Wilder v. Virginia Hospital Assn.
Headline: Medicaid payment rules expanded: Court allows hospitals and other health-care providers to sue states, holding federal Boren Amendment enforceable and enabling courts to require reasonable, adequate reimbursement rates.
Holding: The Court held that the Boren Amendment creates enforceable rights under §1983, allowing health-care providers to sue state officials to challenge and obtain reasonable, adequate Medicaid reimbursement rates.
- Allows hospitals to sue states over Medicaid payment methods.
- Courts can order states to adopt reasonable, adequate Medicaid rates.
- State administrative appeal limits won't always block federal lawsuits.
Summary
Background
The case was brought by the Virginia Hospital Association (a group of public and private hospitals) against Virginia state officials. The hospitals challenged Virginia’s prospective Medicaid payment plan, which groups providers by "peer groups" and bases rates on a 1982 median cost adjusted annually (first by CPI, then by a medical-cost index). The hospitals asked for a court declaration and an order requiring new rates and interim payments comparable to Medicare.

Saved entries

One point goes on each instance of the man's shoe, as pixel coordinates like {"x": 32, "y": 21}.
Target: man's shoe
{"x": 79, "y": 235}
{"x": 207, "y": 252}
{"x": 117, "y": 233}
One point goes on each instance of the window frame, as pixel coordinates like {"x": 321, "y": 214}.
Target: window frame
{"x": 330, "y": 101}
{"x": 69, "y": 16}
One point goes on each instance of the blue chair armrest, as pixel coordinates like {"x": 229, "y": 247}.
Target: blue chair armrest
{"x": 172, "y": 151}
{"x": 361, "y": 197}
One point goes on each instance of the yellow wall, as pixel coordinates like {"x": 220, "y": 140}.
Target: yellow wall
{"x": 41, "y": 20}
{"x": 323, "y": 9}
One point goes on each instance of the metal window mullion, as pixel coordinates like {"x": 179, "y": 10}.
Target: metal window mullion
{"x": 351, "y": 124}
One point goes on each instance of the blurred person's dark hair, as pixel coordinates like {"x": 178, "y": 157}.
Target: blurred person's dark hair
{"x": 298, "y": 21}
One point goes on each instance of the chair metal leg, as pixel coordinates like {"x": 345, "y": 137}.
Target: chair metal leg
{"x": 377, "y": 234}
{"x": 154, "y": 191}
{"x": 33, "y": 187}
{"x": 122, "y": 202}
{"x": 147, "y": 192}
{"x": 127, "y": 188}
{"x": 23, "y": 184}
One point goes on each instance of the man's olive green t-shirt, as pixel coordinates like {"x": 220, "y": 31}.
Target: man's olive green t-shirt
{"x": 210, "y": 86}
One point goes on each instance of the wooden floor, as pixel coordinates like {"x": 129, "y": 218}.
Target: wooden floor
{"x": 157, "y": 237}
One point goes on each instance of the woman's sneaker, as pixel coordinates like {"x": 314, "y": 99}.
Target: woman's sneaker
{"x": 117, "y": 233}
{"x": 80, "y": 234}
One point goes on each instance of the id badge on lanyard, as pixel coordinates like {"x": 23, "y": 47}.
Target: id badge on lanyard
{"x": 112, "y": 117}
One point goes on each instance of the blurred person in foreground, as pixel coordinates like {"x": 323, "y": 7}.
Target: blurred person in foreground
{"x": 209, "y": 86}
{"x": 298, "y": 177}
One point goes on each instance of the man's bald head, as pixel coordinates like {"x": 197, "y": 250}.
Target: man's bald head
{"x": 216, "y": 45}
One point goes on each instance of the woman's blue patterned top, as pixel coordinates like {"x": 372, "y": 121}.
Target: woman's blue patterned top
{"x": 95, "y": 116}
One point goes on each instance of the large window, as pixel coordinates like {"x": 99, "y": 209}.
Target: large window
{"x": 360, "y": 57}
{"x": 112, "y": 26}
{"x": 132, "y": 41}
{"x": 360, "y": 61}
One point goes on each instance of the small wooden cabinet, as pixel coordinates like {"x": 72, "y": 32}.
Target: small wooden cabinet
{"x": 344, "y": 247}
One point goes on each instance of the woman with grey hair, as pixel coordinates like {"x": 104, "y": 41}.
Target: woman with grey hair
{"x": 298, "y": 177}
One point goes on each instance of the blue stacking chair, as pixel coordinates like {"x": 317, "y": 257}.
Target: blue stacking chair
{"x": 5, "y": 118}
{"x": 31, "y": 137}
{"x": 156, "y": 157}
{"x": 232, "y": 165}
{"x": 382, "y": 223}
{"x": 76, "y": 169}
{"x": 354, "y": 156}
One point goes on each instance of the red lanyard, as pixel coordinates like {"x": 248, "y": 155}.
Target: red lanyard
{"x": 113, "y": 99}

■ What is being asked
Condense the text on Wilder v. Virginia Hospital Assn. into two sentences.

■ Solution for this problem
The Court held that the Boren Amendment creates enforceable rights under §1983, so hospitals and other health-care providers can sue state officials to challenge Medicaid payment methods and obtain reasonable, adequate reimbursement rates. The case arose when the Virginia Hospital Association challenged Virginia's prospective Medicaid payment plan, which groups providers into peer groups and bases rates on an annually adjusted 1982 median cost, and sought new rates and interim payments comparable to Medicare.